Extract every line of the listing below word for word, leaving the pictures out of your answer.

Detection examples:
————

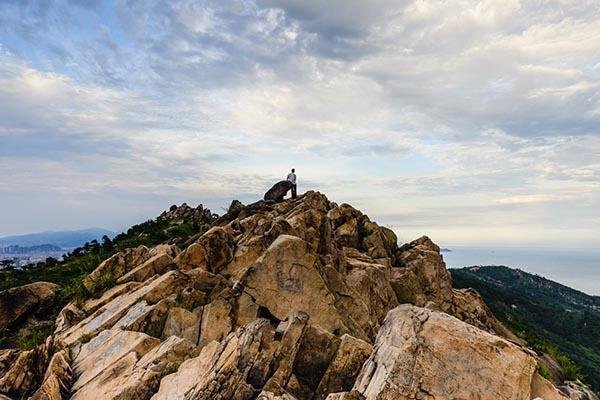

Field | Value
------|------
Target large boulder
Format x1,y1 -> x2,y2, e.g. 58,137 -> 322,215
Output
264,181 -> 294,202
354,304 -> 536,400
392,236 -> 452,311
83,246 -> 152,293
0,282 -> 58,332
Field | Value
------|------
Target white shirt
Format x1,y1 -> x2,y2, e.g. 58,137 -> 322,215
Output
287,172 -> 296,185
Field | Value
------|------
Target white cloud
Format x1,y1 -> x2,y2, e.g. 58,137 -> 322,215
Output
0,0 -> 600,245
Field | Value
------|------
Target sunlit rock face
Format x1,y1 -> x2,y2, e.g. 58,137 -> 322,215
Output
0,192 -> 583,400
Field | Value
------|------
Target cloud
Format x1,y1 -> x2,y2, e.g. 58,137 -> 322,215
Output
0,0 -> 600,245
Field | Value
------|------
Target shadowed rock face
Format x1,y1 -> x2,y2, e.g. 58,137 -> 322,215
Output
0,282 -> 58,332
264,181 -> 294,202
0,188 -> 596,400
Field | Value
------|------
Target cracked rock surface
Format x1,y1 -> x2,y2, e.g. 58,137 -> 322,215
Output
0,192 -> 597,400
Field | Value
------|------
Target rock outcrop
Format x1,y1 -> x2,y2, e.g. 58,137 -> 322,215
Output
0,282 -> 58,332
0,191 -> 575,400
264,181 -> 293,202
354,305 -> 536,400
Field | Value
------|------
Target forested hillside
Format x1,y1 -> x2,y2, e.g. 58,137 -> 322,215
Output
450,266 -> 600,391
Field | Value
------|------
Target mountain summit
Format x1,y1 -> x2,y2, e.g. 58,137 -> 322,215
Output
0,192 -> 596,400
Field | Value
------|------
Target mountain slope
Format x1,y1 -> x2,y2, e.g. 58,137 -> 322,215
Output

————

Answer to this problem.
Field | Value
------|------
Target large boulder
Format x1,y1 -> x2,y2, e.g. 58,137 -> 322,215
Output
264,181 -> 294,202
354,304 -> 536,400
392,236 -> 452,311
83,246 -> 152,293
0,282 -> 58,332
Field | Value
------|------
Target white shirt
Format x1,y1 -> x2,y2, e.g. 58,137 -> 322,215
Output
287,172 -> 296,185
Field | Value
------|------
Target white cloud
Format x1,y1 -> x2,y2, e.g. 58,137 -> 322,215
Output
0,0 -> 600,245
Field | Value
------|------
Target sunlit rock face
Format x1,y1 -> x2,y2, e.g. 58,137 -> 322,215
Output
0,192 -> 583,400
Field | Value
------|------
Target cloud
Format x1,y1 -> x2,y2, e.g. 58,137 -> 322,215
Output
0,0 -> 600,245
Field | Value
------|------
Target shadowed rock face
Format x1,y1 -> x2,y2, e.g. 58,137 -> 322,215
Output
0,282 -> 58,332
264,181 -> 294,202
0,188 -> 596,400
Field | Value
------|------
Target cracked rock surface
Format x1,y1 -> x2,y2, e.g. 58,137 -> 322,215
Output
0,192 -> 597,400
Field | Value
------|------
Target rock outcrop
Format x1,y1 -> x2,y2, e.g. 58,137 -> 322,215
Output
0,282 -> 58,332
0,191 -> 575,400
264,181 -> 293,202
354,305 -> 536,400
Field | Value
------|------
Target forested hillside
Format x1,y1 -> x2,y2, e.g. 58,137 -> 322,215
Output
450,266 -> 600,391
Field | Value
------|------
Target mountain summit
Format x1,y1 -> x2,y2, e.g. 58,137 -> 322,215
Output
0,192 -> 596,400
Field | Value
------|------
Target mountain slope
Format x1,y1 -> x2,y2, e.g. 58,137 -> 322,215
Output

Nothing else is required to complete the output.